* Records for this exercise:
▼▼▼
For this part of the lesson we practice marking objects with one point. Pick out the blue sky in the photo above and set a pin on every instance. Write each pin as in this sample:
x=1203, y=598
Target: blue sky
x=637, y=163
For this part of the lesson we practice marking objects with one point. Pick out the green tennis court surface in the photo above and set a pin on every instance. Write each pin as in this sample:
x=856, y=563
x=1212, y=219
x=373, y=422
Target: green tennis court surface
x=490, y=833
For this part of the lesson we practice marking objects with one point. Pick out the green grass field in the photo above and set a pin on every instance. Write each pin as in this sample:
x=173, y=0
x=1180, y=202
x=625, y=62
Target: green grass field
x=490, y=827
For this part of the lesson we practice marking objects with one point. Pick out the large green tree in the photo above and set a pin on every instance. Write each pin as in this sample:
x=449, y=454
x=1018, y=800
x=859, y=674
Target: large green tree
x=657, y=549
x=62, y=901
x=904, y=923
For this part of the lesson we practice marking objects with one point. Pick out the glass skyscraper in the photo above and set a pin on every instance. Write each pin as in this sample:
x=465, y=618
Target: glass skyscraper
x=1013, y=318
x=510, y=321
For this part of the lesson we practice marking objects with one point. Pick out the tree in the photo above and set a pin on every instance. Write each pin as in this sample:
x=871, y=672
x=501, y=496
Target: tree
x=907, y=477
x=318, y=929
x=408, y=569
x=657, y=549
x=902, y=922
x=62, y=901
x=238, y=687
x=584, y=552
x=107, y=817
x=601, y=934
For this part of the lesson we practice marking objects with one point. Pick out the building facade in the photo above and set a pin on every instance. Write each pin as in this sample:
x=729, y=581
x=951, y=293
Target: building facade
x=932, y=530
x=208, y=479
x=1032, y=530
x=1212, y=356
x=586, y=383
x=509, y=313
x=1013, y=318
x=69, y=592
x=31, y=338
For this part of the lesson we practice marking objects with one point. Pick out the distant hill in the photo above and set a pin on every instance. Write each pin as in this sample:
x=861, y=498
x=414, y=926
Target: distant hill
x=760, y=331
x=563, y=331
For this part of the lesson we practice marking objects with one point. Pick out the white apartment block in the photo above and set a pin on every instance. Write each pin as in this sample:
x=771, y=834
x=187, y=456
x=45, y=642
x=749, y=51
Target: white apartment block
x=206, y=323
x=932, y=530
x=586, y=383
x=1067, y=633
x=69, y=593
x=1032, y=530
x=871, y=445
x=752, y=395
▲▲▲
▼▼▼
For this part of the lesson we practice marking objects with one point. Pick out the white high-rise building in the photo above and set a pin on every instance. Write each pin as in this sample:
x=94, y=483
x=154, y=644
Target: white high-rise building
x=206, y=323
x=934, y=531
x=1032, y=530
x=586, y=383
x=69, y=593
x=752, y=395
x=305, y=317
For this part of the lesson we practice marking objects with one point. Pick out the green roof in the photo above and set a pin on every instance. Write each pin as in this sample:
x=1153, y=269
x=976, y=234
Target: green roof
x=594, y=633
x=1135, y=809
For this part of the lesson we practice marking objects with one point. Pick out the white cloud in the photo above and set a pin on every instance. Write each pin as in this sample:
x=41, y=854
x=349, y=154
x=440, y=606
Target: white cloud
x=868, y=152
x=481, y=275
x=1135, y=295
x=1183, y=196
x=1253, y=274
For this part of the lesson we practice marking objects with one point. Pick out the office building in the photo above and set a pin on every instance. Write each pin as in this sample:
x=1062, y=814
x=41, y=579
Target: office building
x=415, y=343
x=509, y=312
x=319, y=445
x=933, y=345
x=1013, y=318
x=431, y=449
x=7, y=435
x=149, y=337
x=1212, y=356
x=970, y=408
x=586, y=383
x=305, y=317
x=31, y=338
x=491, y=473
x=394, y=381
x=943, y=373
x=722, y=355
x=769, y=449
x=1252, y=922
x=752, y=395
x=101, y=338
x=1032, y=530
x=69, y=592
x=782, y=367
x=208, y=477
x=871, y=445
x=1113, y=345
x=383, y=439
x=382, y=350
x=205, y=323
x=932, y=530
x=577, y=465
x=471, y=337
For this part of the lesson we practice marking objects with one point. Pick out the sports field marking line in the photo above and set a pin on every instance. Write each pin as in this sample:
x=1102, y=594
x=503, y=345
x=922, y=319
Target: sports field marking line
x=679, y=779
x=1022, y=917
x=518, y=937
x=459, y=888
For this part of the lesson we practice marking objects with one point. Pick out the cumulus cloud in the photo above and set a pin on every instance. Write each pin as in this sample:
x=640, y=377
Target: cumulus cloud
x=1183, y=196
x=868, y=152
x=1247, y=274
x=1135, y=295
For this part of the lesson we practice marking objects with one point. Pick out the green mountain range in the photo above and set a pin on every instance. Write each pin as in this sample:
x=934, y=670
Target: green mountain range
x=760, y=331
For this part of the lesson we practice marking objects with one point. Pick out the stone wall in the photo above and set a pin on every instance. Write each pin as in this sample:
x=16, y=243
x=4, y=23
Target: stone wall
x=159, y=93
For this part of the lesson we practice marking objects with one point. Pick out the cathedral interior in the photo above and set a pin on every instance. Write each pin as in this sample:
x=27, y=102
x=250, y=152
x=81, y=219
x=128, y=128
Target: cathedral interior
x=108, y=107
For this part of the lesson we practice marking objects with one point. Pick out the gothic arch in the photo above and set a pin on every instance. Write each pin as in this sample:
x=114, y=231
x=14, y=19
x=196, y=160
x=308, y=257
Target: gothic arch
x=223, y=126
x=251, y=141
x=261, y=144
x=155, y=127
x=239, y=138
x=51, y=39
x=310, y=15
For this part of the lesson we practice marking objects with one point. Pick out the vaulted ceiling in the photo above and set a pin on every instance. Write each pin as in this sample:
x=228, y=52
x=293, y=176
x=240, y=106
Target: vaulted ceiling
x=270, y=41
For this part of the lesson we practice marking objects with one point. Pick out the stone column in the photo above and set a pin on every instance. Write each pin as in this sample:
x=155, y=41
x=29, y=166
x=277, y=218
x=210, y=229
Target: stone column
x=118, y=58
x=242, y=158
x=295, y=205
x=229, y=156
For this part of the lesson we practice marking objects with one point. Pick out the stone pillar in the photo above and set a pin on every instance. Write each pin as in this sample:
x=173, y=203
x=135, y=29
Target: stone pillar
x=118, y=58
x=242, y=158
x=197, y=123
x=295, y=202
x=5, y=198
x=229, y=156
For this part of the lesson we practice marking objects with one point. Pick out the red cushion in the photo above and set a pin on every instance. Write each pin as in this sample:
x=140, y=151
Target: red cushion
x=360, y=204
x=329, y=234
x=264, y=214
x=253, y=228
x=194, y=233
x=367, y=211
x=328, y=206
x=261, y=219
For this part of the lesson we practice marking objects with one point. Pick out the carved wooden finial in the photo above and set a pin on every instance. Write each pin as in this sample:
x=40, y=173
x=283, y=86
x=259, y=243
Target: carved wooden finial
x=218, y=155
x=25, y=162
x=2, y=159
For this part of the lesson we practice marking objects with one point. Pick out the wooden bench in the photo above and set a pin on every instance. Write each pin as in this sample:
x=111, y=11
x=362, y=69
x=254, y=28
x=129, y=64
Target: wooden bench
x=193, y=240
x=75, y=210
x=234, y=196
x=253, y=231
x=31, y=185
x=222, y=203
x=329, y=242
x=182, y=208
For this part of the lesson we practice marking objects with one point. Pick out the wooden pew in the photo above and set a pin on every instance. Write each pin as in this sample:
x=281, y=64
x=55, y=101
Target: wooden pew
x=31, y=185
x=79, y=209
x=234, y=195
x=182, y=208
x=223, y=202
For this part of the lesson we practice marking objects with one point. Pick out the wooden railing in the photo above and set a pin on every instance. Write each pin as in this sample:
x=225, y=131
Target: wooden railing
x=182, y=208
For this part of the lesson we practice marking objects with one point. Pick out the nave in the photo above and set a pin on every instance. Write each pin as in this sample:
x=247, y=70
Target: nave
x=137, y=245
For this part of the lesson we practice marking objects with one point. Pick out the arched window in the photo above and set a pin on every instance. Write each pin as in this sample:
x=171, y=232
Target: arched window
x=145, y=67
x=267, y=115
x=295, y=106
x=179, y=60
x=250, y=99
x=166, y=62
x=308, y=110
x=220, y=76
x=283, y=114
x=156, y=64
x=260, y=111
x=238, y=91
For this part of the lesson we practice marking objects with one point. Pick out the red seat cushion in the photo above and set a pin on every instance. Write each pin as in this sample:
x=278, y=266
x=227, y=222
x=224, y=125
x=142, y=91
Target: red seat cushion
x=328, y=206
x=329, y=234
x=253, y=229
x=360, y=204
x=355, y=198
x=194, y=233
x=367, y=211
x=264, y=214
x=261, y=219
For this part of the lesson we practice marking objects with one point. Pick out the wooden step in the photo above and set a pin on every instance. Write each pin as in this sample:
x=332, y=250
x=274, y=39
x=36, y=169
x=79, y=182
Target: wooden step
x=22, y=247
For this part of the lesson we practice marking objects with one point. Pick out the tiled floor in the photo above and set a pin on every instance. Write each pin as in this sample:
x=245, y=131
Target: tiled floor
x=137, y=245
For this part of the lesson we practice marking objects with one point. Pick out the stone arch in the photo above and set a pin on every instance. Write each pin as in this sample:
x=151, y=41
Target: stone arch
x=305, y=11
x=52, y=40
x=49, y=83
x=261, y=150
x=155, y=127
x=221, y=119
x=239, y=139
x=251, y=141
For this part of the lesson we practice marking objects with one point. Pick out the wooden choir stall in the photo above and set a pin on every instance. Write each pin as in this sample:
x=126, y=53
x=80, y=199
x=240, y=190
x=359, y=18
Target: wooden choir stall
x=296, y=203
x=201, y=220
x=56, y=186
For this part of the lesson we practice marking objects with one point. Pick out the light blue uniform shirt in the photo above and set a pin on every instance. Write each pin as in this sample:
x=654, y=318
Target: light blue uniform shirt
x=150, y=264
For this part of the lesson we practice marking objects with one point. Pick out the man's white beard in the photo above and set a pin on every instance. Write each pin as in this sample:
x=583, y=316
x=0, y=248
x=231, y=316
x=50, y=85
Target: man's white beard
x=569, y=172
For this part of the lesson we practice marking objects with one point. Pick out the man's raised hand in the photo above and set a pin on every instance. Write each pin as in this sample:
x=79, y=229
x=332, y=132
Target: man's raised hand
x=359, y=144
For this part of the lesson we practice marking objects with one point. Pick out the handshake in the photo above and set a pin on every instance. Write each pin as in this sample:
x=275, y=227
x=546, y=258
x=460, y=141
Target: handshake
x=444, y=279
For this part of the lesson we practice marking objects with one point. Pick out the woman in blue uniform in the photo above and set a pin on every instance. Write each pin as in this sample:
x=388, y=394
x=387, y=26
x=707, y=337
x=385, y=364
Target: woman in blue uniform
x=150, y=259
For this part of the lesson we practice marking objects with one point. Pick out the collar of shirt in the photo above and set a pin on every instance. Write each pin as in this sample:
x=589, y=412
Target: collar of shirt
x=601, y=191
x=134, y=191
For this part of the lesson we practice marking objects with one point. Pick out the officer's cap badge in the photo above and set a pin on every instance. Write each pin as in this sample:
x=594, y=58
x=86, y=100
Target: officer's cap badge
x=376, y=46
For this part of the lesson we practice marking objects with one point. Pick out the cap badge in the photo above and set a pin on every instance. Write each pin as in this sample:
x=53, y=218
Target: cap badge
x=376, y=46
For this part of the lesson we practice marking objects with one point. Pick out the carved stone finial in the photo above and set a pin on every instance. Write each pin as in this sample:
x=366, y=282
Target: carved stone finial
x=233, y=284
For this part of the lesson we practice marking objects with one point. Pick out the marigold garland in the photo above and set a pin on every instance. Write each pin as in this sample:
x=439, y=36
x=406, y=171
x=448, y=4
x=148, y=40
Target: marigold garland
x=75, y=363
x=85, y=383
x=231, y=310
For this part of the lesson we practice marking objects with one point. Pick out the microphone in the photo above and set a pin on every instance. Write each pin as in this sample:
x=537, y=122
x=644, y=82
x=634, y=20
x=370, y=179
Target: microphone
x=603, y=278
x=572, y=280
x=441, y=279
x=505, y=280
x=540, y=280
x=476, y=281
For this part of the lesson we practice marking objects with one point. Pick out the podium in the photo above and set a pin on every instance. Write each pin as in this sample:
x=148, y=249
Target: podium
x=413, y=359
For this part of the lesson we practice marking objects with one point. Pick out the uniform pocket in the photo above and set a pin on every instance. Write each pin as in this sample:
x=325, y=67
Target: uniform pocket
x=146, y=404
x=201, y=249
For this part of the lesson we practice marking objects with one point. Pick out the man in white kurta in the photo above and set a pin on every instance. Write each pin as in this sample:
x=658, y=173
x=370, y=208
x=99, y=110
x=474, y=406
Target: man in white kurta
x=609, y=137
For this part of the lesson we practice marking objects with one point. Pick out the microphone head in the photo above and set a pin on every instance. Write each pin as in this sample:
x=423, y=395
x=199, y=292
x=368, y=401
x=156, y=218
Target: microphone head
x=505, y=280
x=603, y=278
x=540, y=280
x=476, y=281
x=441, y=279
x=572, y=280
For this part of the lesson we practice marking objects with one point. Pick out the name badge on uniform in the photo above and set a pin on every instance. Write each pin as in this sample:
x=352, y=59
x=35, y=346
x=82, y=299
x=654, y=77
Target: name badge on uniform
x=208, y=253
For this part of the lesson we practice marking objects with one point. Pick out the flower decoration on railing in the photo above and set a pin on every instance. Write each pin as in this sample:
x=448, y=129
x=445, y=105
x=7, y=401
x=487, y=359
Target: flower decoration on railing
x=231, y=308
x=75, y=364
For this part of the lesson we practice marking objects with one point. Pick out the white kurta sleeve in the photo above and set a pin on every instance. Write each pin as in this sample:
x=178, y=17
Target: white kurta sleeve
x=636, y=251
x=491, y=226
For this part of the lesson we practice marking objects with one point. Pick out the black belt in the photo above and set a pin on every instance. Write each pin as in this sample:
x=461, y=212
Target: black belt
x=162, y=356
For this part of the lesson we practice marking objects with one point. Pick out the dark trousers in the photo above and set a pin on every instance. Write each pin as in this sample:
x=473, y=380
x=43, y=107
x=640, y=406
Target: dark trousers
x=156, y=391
▲▲▲
* Written exercise: Please convert everything from the line containing "out the blue" down to the line containing "x=601, y=934", both included, into a Markdown table with the columns Number and Content. Give each line its own numbered row and skip any blank lines.

* Written response:
| Number | Content |
|---|---|
| 1 | For this part of the lesson we practice marking objects with one point. Pick out the blue sky in the photo above and set a pin on every instance. Write each pin as in this sample: |
| 2 | x=1203, y=598 |
| 3 | Target: blue sky |
| 4 | x=637, y=163 |
| 5 | For this part of the lesson we practice marking objects with one point. Pick out the green tennis court surface in the photo above and set a pin on every instance. Write each pin as in this sample: |
| 6 | x=856, y=563 |
| 7 | x=1212, y=219 |
| 8 | x=373, y=422 |
| 9 | Target: green tennis court surface |
| 10 | x=490, y=833 |
| 11 | For this part of the lesson we practice marking objects with one point. Pick out the green grass field in the photo above and set a pin on every instance. Write each pin as in this sample: |
| 12 | x=173, y=0 |
| 13 | x=1180, y=202 |
| 14 | x=625, y=62 |
| 15 | Target: green grass field |
| 16 | x=490, y=827 |
| 17 | For this part of the lesson we practice marking objects with one point. Pick out the large green tree in the photo above and set a pin on every instance. Write each pin as in this sample: |
| 18 | x=449, y=454 |
| 19 | x=1018, y=800 |
| 20 | x=859, y=674 |
| 21 | Target: large green tree |
| 22 | x=657, y=549 |
| 23 | x=62, y=901 |
| 24 | x=904, y=923 |
| 25 | For this part of the lesson we practice marking objects with one point. Pick out the glass skyscraper in the photo above and set a pin on every instance. Write each pin as in this sample: |
| 26 | x=465, y=618 |
| 27 | Target: glass skyscraper |
| 28 | x=1013, y=318 |
| 29 | x=510, y=321 |
| 30 | For this part of the lesson we practice marking objects with one point. Pick out the tree in the photo above and set a pin on every instance. Write each pin as in this sample: |
| 31 | x=871, y=672 |
| 32 | x=501, y=496 |
| 33 | Target: tree |
| 34 | x=907, y=477 |
| 35 | x=318, y=929 |
| 36 | x=408, y=569 |
| 37 | x=657, y=549 |
| 38 | x=902, y=922 |
| 39 | x=62, y=901 |
| 40 | x=238, y=687 |
| 41 | x=584, y=552 |
| 42 | x=107, y=817 |
| 43 | x=601, y=934 |